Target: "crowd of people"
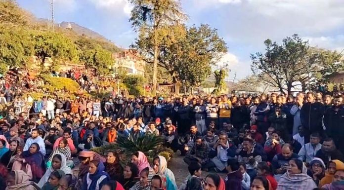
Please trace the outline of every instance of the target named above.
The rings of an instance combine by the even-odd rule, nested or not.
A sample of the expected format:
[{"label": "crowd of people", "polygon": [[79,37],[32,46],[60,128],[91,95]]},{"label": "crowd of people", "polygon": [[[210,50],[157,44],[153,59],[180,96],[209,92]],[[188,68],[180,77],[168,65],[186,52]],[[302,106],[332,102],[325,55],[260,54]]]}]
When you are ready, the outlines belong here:
[{"label": "crowd of people", "polygon": [[[40,79],[15,69],[1,78],[0,104],[12,110],[0,119],[0,190],[344,190],[343,84],[296,97],[130,98],[93,76],[53,76],[77,80],[77,96],[61,90],[33,100]],[[83,92],[100,88],[110,98]],[[180,152],[188,165],[184,182],[177,184],[163,156],[150,163],[141,152],[120,160],[115,151],[92,151],[119,136],[145,135],[160,136]]]}]

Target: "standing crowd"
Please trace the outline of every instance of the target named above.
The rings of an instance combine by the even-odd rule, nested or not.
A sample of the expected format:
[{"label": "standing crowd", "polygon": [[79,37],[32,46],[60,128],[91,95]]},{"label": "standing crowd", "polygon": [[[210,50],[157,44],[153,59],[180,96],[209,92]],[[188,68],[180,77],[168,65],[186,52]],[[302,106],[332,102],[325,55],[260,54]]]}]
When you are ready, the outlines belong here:
[{"label": "standing crowd", "polygon": [[[53,75],[78,81],[75,99],[61,90],[33,100],[32,88],[44,90],[40,79],[11,72],[0,86],[0,104],[11,105],[0,119],[0,190],[344,190],[344,85],[296,97],[130,98],[68,72]],[[100,88],[110,97],[84,92]],[[182,184],[163,156],[150,163],[138,152],[123,163],[116,151],[92,151],[145,135],[162,136],[184,156]]]}]

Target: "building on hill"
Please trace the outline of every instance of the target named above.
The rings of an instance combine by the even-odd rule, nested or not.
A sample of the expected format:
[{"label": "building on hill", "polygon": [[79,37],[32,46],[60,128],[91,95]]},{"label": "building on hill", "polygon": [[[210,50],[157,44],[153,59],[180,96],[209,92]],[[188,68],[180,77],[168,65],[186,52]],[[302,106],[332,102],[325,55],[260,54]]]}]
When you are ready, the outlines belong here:
[{"label": "building on hill", "polygon": [[126,70],[128,74],[144,75],[146,62],[140,57],[137,50],[129,49],[113,54],[115,62],[113,66],[114,73],[120,68]]}]

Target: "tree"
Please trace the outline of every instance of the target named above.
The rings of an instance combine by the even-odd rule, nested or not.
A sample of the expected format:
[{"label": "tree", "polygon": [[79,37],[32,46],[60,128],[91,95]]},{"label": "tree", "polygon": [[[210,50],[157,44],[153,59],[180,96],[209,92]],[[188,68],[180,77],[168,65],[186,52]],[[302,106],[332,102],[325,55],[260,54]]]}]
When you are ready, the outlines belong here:
[{"label": "tree", "polygon": [[35,55],[42,64],[46,57],[55,62],[78,61],[78,51],[75,44],[61,33],[34,31],[31,34]]},{"label": "tree", "polygon": [[300,76],[307,74],[305,65],[309,46],[297,35],[283,39],[282,44],[266,40],[264,43],[266,52],[251,54],[251,70],[260,79],[271,86],[278,87],[291,93],[292,88],[297,84]]},{"label": "tree", "polygon": [[153,44],[152,91],[155,94],[161,44],[159,35],[162,34],[160,30],[167,26],[183,21],[186,16],[183,13],[178,0],[130,0],[129,2],[134,5],[130,19],[132,28],[141,33],[140,37],[150,37]]},{"label": "tree", "polygon": [[19,67],[25,64],[33,52],[30,36],[24,30],[0,25],[0,72],[6,72],[6,66]]}]

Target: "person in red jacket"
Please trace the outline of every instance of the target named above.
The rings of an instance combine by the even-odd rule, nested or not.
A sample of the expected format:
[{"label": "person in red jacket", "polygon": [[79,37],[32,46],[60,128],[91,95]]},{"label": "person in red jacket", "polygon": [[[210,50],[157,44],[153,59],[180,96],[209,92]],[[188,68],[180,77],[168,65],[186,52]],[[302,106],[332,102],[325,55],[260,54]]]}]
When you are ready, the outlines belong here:
[{"label": "person in red jacket", "polygon": [[264,138],[260,133],[257,131],[258,127],[257,125],[251,126],[250,134],[256,142],[262,144],[264,143]]},{"label": "person in red jacket", "polygon": [[275,155],[282,153],[282,147],[284,144],[284,141],[281,139],[281,133],[278,131],[273,132],[264,145],[264,151],[267,155],[267,160],[271,161]]},{"label": "person in red jacket", "polygon": [[265,177],[271,185],[272,190],[276,190],[277,189],[278,184],[277,182],[271,174],[272,172],[271,167],[271,163],[268,162],[262,161],[258,163],[257,176]]}]

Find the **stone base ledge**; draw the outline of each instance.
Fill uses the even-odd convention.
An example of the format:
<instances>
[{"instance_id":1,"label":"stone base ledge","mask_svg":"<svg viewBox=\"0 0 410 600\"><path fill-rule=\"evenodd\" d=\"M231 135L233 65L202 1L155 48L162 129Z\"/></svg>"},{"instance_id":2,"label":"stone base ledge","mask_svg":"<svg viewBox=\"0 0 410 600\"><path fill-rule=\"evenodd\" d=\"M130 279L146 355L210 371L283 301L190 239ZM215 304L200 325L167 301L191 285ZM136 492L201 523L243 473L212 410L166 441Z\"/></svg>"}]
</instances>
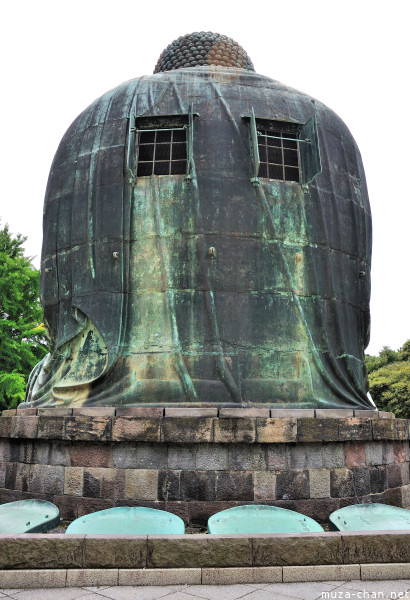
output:
<instances>
[{"instance_id":1,"label":"stone base ledge","mask_svg":"<svg viewBox=\"0 0 410 600\"><path fill-rule=\"evenodd\" d=\"M162 536L0 535L2 573L31 569L153 569L159 572L161 569L308 567L304 575L307 577L314 566L328 565L327 570L330 571L334 565L384 563L410 563L410 531Z\"/></svg>"},{"instance_id":2,"label":"stone base ledge","mask_svg":"<svg viewBox=\"0 0 410 600\"><path fill-rule=\"evenodd\" d=\"M155 413L116 414L119 409L23 409L3 411L0 438L47 439L67 441L147 443L287 443L372 440L408 440L410 420L384 418L373 411L356 411L345 416L341 411L316 410L316 416L272 416L259 409L144 409ZM73 414L61 411L73 411ZM81 411L76 412L74 411ZM130 409L131 410L131 409ZM137 411L137 409L133 409ZM199 409L198 409L199 410ZM214 411L208 414L204 411ZM27 411L34 411L29 412ZM93 412L94 411L94 412ZM233 411L233 412L229 412ZM115 412L115 414L114 414ZM343 412L343 411L342 411ZM353 411L351 411L353 413ZM363 413L366 413L363 415Z\"/></svg>"},{"instance_id":3,"label":"stone base ledge","mask_svg":"<svg viewBox=\"0 0 410 600\"><path fill-rule=\"evenodd\" d=\"M94 417L275 417L275 418L346 418L366 417L372 419L393 419L394 414L380 410L363 410L357 408L263 408L263 407L157 407L157 406L83 406L67 408L56 406L51 408L12 408L3 410L3 417L20 416L94 416Z\"/></svg>"},{"instance_id":4,"label":"stone base ledge","mask_svg":"<svg viewBox=\"0 0 410 600\"><path fill-rule=\"evenodd\" d=\"M410 579L409 563L179 569L30 569L0 571L1 589L84 586L235 585Z\"/></svg>"}]
</instances>

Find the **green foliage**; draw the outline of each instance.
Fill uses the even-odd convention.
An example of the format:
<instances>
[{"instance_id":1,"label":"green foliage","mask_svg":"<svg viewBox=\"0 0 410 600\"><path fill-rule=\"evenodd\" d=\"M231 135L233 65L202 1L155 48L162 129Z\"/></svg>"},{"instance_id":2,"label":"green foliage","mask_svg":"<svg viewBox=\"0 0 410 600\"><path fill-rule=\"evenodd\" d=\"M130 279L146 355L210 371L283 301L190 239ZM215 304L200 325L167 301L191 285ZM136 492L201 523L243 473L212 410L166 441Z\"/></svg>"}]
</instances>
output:
<instances>
[{"instance_id":1,"label":"green foliage","mask_svg":"<svg viewBox=\"0 0 410 600\"><path fill-rule=\"evenodd\" d=\"M27 378L47 352L39 272L24 256L26 238L0 229L0 409L24 399Z\"/></svg>"},{"instance_id":2,"label":"green foliage","mask_svg":"<svg viewBox=\"0 0 410 600\"><path fill-rule=\"evenodd\" d=\"M410 340L397 352L384 347L378 357L366 355L366 366L377 408L410 419Z\"/></svg>"}]
</instances>

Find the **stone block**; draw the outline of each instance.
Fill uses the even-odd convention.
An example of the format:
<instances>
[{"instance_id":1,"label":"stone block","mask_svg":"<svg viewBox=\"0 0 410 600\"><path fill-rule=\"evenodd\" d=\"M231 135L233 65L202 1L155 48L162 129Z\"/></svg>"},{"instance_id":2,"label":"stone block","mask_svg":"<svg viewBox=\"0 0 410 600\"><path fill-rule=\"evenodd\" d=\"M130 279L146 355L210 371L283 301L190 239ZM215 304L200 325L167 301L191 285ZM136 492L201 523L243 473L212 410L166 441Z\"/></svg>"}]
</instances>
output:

Work to be completed: Recast the lines of the listing as a numbered list with blank lines left out, starting at the line that contains "Find the **stone block**;" and ending at the last line of the listing.

Finished task:
1. Find the **stone block**; draw the outline of each instance.
2. Fill uses the even-odd convention.
3. An example of the format:
4. <instances>
5. [{"instance_id":1,"label":"stone block","mask_svg":"<svg viewBox=\"0 0 410 600\"><path fill-rule=\"evenodd\" d=\"M231 135L233 65L202 1L155 48L162 129Z\"/></svg>"},{"instance_id":2,"label":"stone block","mask_svg":"<svg viewBox=\"0 0 410 600\"><path fill-rule=\"evenodd\" d=\"M130 279L146 355L210 371L283 301L190 239ZM215 304L200 325L167 301L191 285ZM136 492L201 523L243 473L212 410L166 441Z\"/></svg>"}]
6. </instances>
7. output:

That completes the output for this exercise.